■ AVAILABLE RECORDS
+++++

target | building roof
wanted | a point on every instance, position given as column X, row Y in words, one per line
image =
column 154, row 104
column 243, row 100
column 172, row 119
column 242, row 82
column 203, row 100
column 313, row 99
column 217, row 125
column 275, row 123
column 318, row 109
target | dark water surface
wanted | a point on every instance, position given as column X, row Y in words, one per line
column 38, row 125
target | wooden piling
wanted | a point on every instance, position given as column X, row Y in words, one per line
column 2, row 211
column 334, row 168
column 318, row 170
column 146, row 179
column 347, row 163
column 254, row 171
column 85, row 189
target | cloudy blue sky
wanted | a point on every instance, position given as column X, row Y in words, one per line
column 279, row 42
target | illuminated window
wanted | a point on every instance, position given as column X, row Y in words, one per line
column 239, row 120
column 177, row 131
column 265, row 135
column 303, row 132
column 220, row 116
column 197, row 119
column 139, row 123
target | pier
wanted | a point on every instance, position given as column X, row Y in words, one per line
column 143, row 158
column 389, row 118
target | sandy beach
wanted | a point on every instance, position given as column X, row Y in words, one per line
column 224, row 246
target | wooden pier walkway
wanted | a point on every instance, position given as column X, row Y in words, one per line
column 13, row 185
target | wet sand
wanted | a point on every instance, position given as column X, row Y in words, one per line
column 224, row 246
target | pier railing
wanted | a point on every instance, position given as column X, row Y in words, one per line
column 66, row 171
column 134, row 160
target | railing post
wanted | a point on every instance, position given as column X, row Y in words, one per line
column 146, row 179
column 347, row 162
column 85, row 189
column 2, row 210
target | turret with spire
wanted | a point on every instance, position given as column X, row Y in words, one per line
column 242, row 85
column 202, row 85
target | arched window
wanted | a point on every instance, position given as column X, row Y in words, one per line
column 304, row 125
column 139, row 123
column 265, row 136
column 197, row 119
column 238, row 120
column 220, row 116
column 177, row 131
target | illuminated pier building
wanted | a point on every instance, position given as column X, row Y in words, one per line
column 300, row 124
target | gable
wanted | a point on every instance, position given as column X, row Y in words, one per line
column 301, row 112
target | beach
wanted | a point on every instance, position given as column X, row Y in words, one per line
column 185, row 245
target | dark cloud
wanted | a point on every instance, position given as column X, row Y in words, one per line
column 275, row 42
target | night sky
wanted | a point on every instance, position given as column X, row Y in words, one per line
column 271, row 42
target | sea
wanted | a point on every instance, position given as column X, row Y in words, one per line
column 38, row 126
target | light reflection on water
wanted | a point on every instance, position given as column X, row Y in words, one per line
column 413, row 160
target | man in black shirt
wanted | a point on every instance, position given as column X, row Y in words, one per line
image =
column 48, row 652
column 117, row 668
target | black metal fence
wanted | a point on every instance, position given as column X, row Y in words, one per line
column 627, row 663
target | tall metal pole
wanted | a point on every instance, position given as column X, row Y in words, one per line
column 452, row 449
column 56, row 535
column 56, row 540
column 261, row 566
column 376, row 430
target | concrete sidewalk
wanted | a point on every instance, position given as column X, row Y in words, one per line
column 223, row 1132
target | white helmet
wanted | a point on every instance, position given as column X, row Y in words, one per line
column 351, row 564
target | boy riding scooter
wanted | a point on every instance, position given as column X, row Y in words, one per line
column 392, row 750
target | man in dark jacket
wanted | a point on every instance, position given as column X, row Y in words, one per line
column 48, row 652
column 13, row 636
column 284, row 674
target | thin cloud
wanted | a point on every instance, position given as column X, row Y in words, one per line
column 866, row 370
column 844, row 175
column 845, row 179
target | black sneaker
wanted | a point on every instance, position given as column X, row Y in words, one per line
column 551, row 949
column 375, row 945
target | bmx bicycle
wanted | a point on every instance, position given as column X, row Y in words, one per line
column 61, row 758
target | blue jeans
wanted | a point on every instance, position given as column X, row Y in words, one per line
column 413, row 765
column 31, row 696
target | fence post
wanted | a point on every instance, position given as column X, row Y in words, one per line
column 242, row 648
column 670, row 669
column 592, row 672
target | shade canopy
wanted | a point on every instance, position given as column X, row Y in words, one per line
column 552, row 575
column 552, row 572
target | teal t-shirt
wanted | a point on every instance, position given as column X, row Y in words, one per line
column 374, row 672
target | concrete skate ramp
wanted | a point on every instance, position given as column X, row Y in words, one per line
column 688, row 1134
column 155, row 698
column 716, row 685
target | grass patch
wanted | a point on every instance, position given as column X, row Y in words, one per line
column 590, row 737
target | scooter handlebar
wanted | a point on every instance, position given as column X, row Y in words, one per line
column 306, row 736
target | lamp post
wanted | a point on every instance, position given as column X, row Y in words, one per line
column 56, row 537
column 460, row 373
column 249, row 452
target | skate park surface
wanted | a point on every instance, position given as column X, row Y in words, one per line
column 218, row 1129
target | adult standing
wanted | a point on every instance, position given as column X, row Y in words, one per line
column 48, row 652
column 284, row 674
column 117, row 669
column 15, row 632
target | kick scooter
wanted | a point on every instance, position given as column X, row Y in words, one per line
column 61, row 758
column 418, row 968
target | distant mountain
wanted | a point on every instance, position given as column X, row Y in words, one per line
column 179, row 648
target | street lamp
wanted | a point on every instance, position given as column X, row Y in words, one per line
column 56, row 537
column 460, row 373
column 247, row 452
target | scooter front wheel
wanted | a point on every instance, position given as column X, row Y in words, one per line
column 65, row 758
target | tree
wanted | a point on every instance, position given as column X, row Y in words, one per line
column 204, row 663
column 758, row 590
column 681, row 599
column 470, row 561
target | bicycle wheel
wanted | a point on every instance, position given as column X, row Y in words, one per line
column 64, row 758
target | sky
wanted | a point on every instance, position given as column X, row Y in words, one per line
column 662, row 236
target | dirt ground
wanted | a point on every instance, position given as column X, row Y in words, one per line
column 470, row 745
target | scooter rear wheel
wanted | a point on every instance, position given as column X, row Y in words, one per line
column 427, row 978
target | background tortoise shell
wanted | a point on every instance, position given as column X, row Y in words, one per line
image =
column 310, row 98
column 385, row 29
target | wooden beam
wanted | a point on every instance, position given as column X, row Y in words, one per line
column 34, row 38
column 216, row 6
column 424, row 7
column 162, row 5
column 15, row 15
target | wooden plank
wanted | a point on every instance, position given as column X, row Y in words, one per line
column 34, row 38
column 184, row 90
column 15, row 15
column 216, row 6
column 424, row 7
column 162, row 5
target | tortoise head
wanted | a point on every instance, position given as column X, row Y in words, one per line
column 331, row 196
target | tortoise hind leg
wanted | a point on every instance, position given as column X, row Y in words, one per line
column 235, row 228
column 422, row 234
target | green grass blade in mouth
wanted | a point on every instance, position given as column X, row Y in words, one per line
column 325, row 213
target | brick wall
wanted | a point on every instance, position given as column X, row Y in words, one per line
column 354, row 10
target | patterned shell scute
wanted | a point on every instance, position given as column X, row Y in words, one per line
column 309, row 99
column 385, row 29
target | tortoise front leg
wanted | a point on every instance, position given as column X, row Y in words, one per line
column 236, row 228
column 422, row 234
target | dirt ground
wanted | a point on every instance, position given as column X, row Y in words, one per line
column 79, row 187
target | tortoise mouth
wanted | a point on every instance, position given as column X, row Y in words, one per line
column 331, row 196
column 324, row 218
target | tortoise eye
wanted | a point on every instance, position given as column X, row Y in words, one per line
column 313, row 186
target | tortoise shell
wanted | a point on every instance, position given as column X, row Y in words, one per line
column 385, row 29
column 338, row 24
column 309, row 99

+++++

■ EXERCISE PROMPT
Taking the line with "target | beach" as the first and the line with "target | man in dark jacket" as the last, retype that stretch of the data above exactly, with no other lines.

■ SOLUTION TO THE PROBLEM
target | beach
wanted | a point on every instance, position given as column X, row Y in words, one per line
column 185, row 245
target | dark cloud
wanted | a point on every instance, position given as column X, row Y in words, one per line
column 275, row 42
target | night sky
wanted | a point on every instance, position given as column X, row Y in words, one per line
column 271, row 42
target | sea
wanted | a point on every instance, position given as column X, row Y in words, one per line
column 38, row 126
target | light reflection on water
wanted | a point on every instance, position given as column X, row Y in words, one per line
column 413, row 160
target | man in black shirt
wanted | a point on every instance, position given as column X, row Y in words, one per line
image =
column 48, row 652
column 117, row 668
target | black metal fence
wanted | a point on every instance, position given as column X, row Y in words, one per line
column 627, row 663
target | tall metal pole
wanted | a point on every instance, position given as column X, row Y in words, one per line
column 452, row 449
column 56, row 535
column 56, row 540
column 261, row 566
column 376, row 430
target | concrete sidewalk
wanted | a point on every instance, position given as column X, row Y in words, one per line
column 223, row 1132
target | white helmet
wanted | a point on every instance, position given as column X, row Y in words, one per line
column 351, row 564
target | boy riding scooter
wanted | a point on every instance, position given as column X, row Y in words, one per line
column 392, row 750
target | man in dark jacket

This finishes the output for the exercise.